------ Listed entries
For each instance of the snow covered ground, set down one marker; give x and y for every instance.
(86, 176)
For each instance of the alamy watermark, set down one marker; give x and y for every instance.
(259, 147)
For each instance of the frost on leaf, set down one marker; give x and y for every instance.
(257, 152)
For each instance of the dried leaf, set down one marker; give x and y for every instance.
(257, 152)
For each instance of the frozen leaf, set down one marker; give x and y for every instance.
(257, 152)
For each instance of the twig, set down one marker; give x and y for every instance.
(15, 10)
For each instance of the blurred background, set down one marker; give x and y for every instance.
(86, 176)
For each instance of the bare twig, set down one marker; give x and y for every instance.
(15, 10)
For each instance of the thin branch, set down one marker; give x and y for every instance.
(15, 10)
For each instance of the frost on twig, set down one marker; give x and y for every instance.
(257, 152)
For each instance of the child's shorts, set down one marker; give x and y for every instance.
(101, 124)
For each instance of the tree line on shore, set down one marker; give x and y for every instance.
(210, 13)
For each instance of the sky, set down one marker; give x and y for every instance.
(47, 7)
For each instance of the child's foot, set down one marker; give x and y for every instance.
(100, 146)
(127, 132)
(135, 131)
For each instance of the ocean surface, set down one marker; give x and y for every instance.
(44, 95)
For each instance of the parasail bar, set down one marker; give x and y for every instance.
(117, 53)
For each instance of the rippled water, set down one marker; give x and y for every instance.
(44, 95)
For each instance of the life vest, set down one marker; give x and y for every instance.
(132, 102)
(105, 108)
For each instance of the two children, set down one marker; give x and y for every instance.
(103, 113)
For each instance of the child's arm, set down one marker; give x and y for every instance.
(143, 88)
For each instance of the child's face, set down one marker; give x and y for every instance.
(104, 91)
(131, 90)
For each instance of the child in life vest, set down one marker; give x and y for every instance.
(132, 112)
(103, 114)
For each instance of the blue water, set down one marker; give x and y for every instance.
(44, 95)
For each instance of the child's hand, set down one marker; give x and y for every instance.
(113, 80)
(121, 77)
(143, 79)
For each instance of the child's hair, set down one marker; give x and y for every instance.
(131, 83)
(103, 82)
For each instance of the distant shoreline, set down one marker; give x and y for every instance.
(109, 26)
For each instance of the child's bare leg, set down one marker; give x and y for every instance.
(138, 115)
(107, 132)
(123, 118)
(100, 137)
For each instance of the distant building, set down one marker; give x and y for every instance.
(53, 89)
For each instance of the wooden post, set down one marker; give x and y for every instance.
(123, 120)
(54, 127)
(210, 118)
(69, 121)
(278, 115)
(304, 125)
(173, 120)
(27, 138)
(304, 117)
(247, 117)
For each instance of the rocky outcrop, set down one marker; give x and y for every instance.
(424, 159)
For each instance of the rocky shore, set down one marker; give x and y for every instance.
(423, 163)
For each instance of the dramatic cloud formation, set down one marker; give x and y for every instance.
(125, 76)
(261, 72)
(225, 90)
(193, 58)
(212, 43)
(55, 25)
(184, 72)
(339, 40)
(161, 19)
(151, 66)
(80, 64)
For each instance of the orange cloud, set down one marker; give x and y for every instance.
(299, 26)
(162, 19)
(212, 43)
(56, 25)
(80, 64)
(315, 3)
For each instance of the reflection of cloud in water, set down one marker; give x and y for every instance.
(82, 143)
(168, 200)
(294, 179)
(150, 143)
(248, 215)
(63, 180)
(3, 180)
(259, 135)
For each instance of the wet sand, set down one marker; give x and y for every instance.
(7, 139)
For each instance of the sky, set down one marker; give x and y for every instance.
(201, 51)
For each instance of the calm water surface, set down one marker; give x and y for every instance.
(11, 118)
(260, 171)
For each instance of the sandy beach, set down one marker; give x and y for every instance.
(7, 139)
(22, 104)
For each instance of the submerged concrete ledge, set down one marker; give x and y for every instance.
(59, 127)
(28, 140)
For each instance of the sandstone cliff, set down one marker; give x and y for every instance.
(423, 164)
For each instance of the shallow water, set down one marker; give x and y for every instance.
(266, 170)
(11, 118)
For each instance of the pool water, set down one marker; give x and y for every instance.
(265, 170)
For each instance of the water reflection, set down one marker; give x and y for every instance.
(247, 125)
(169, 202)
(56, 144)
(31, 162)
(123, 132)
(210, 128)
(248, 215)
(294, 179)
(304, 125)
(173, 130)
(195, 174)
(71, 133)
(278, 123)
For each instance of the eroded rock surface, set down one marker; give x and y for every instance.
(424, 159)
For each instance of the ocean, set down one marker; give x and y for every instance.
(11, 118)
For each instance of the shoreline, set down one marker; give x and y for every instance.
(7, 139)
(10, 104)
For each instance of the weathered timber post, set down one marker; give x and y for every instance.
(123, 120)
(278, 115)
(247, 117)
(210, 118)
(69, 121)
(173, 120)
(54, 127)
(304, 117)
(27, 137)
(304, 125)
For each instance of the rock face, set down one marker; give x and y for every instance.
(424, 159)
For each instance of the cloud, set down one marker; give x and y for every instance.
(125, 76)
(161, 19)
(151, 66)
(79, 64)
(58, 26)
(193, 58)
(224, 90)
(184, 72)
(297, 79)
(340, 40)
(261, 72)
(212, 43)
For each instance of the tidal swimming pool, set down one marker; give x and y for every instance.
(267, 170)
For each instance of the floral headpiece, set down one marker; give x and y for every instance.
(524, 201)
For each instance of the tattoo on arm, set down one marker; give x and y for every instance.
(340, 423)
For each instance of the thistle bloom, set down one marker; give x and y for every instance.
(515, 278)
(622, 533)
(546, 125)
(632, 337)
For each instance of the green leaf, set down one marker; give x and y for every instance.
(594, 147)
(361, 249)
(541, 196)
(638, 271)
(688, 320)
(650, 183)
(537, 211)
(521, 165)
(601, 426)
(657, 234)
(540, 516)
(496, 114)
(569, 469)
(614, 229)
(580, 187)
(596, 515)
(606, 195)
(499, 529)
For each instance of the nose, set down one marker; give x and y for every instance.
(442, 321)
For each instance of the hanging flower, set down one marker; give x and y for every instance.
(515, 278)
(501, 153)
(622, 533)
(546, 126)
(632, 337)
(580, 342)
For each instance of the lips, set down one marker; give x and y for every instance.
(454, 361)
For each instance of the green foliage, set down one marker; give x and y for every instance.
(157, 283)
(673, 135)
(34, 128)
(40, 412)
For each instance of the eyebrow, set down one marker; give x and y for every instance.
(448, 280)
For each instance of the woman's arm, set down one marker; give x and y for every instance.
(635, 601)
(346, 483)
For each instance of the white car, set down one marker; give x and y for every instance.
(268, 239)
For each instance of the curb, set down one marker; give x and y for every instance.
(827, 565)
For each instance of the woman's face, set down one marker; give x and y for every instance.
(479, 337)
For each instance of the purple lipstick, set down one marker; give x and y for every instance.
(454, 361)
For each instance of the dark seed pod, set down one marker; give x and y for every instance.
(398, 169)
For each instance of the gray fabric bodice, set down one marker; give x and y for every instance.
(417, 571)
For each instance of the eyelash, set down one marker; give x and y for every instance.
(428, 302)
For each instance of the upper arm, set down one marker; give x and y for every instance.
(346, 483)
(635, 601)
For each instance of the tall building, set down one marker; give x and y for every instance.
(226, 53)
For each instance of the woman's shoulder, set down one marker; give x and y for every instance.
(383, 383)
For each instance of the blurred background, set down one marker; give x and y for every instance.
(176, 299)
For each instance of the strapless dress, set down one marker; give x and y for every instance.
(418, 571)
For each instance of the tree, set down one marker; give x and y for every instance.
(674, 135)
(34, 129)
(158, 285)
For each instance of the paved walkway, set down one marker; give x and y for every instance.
------------
Try it:
Everything in the listing above should be repeated exactly.

Solution to this task:
For each instance of the snow covered ground, set down one marker; give x and y for every instance.
(86, 176)
For each instance of the alamy watermark, set down one marker; give x and y for every instance.
(259, 147)
For each instance of the frost on leaf, set down one marker; give x and y for every instance.
(257, 152)
For each instance of the dried leaf, set down one marker; give x and y for every instance.
(257, 152)
For each instance of the frozen leaf, set down one marker; give x and y for every instance.
(257, 152)
For each instance of the twig, set down one marker; give x and y for every instance.
(15, 10)
For each instance of the blurred background, set down one marker; give x and y for every instance.
(86, 176)
For each instance of the bare twig, set down one marker; give x and y for every instance.
(15, 10)
For each instance of the thin branch, set down one marker; give x and y for every instance.
(15, 10)
For each instance of the frost on twig, set down one marker; give x and y for every instance.
(257, 152)
For each instance of the child's shorts, set down one marker; give x and y for every instance.
(101, 124)
For each instance of the tree line on shore, set down one marker; give x and y for every instance.
(210, 13)
For each instance of the sky, set down one marker; give x and y for every instance.
(47, 7)
For each instance of the child's foot, set down one marker; give x and y for every instance.
(100, 146)
(127, 132)
(135, 131)
For each instance of the ocean surface, set down one marker; give x and y for every instance.
(44, 95)
For each instance of the parasail bar, set down one marker; give x and y for every instance.
(117, 53)
For each instance of the rippled water, set down one marker; give x and y for every instance.
(44, 95)
For each instance of the life vest, set down one marker; give x and y for every instance.
(132, 102)
(105, 108)
For each instance of the two children, set down one marker; give x and y for every instance.
(103, 113)
For each instance of the child's arm, set down one marker; give x and y for every instance.
(143, 88)
For each instance of the child's face, set down one marker; give x and y for every instance.
(104, 91)
(131, 90)
For each instance of the child in life vest, set down one marker; give x and y for every instance.
(132, 112)
(103, 114)
For each instance of the blue water, set down one marker; give x and y for every instance.
(44, 95)
For each instance of the child's hand, set down one marker; give x and y for every instance.
(113, 80)
(121, 77)
(143, 79)
For each instance of the child's hair, set down one marker; give x and y for every instance.
(131, 83)
(103, 82)
For each instance of the distant shoreline, set down one marker; give x and y for every instance.
(109, 26)
For each instance of the child's bare leg, set down one marker; give x and y for every instance.
(138, 115)
(107, 132)
(123, 118)
(100, 137)
For each instance of the distant building, set down one marker; give x and y for every instance.
(53, 89)
For each instance of the wooden post, set down one marker; give x and y for every instance.
(123, 120)
(54, 127)
(210, 118)
(69, 121)
(278, 115)
(304, 125)
(173, 120)
(27, 138)
(304, 117)
(247, 117)
For each instance of the rocky outcrop, set down one marker; give x and y for every instance.
(424, 159)
For each instance of the rocky shore, set down one marker; give x and y for every instance.
(423, 163)
For each instance of the dramatic cloud formation, set down one marker; give x and y for every instance.
(125, 76)
(261, 72)
(225, 90)
(193, 58)
(212, 43)
(55, 25)
(184, 72)
(339, 40)
(161, 19)
(151, 66)
(80, 64)
For each instance of the orange cloud, set down one marker; give x and y for every instance.
(299, 26)
(162, 19)
(212, 43)
(56, 25)
(80, 64)
(315, 3)
For each instance of the reflection of cloud in water, set down one marker; give x and y for every instance.
(82, 143)
(168, 200)
(294, 179)
(150, 143)
(248, 215)
(63, 180)
(3, 180)
(259, 135)
For each instance of the wet sand, set down one marker; give x and y for every instance.
(7, 139)
For each instance of the sky, set down one marker; give x and y for every instance.
(201, 51)
For each instance of the calm water surface, set down one marker; give x and y for every instance.
(11, 118)
(260, 171)
For each instance of the sandy beach, set down one marker; give x and y for every instance.
(7, 139)
(22, 104)
For each instance of the submerged concrete ledge, set down one marker; give x and y for every instance.
(59, 127)
(28, 140)
For each instance of the sandstone cliff, set down one marker; give x and y for every instance.
(423, 164)
For each instance of the shallow water, set down one marker; give x and y for every instance.
(266, 170)
(11, 118)
For each instance of the pool water, set down one marker; give x and y for every instance.
(265, 170)
For each instance of the water reflection, set down one marker; give x and y for every instance.
(247, 125)
(169, 202)
(56, 144)
(31, 162)
(123, 132)
(210, 128)
(248, 215)
(294, 179)
(304, 125)
(173, 130)
(195, 174)
(71, 133)
(278, 123)
For each instance of the eroded rock surface, set down one marker; give x and y for every instance.
(424, 159)
For each instance of the ocean, set down one marker; give x and y for every instance.
(11, 118)
For each instance of the shoreline, set down one marker; give x and y for every instance.
(7, 139)
(10, 104)
For each instance of the weathered timber post, set down one marker; give x and y for every instance.
(123, 120)
(278, 115)
(247, 117)
(210, 118)
(69, 121)
(173, 120)
(54, 127)
(304, 117)
(27, 137)
(304, 125)
For each instance of the rock face, set down one marker; give x and y for every instance.
(424, 159)
For each instance of the cloud, set down one marker; give x and y for every instance.
(125, 76)
(161, 19)
(151, 66)
(79, 64)
(58, 26)
(193, 58)
(224, 90)
(184, 72)
(297, 79)
(340, 40)
(261, 72)
(212, 43)
For each instance of the tidal swimming pool, set down one marker; give x and y for every instance.
(267, 170)
For each instance of the floral headpiece, set down one marker; give x and y for every instance.
(524, 201)
For each instance of the tattoo on arm, set down one marker; give x and y for every instance.
(340, 423)
For each instance of the thistle bloom, set down one marker; give x and y for every instance.
(515, 278)
(622, 533)
(546, 125)
(632, 337)
For each instance of the green leaf, set down one marker; give x and y for every instance.
(594, 147)
(361, 249)
(541, 196)
(638, 271)
(688, 320)
(650, 183)
(537, 211)
(521, 165)
(601, 426)
(657, 234)
(540, 516)
(496, 114)
(569, 469)
(614, 229)
(580, 187)
(596, 515)
(606, 195)
(499, 529)
For each instance of the nose, set down one marker; give x and y for every instance.
(442, 321)
For each instance of the hanging flower, set down one marker; give x and y for every instance.
(515, 278)
(501, 153)
(622, 533)
(546, 126)
(632, 337)
(580, 342)
For each instance of the lips, set down one marker; give x and y for every instance.
(454, 361)
For each instance of the green foliage, set down one marker; give x and y for every instance.
(157, 283)
(673, 135)
(34, 128)
(40, 412)
For each instance of the eyebrow, set down one marker; give x and y for every instance.
(448, 280)
For each instance of the woman's arm, set down one marker; give x and y for every instance.
(635, 601)
(346, 483)
For each instance of the white car, set down one marker; give x and y for every instance.
(268, 239)
For each instance of the curb, set down one marker; give x and y for every instance.
(827, 565)
For each instance of the woman's face, set down one marker; give x and y for every instance.
(479, 337)
For each instance of the purple lipstick, set down one marker; give x and y for every instance.
(454, 361)
For each instance of the dark seed pod, set down one marker; give x and y for every instance.
(398, 169)
For each instance of the gray fabric bodice, set down one marker; give x and y for every instance.
(417, 571)
For each instance of the eyelash, set down one marker; give x and y for every instance.
(428, 302)
For each instance of the upper arm, set down one marker; give x and y for every instance.
(346, 483)
(635, 601)
For each instance of the tall building, set down one marker; give x and y for every instance.
(226, 53)
For each instance of the woman's shoulder, set down one marker; give x and y for every instance.
(383, 383)
For each instance of the blurred background, set down one marker; give x and y for every instance.
(176, 299)
For each instance of the strapless dress, set down one marker; give x and y for every instance.
(418, 571)
For each instance of the tree, set down one marker; give x and y for every instance.
(674, 135)
(34, 129)
(158, 285)
For each instance of the paved walkway, set down one marker; give x and y for every instance.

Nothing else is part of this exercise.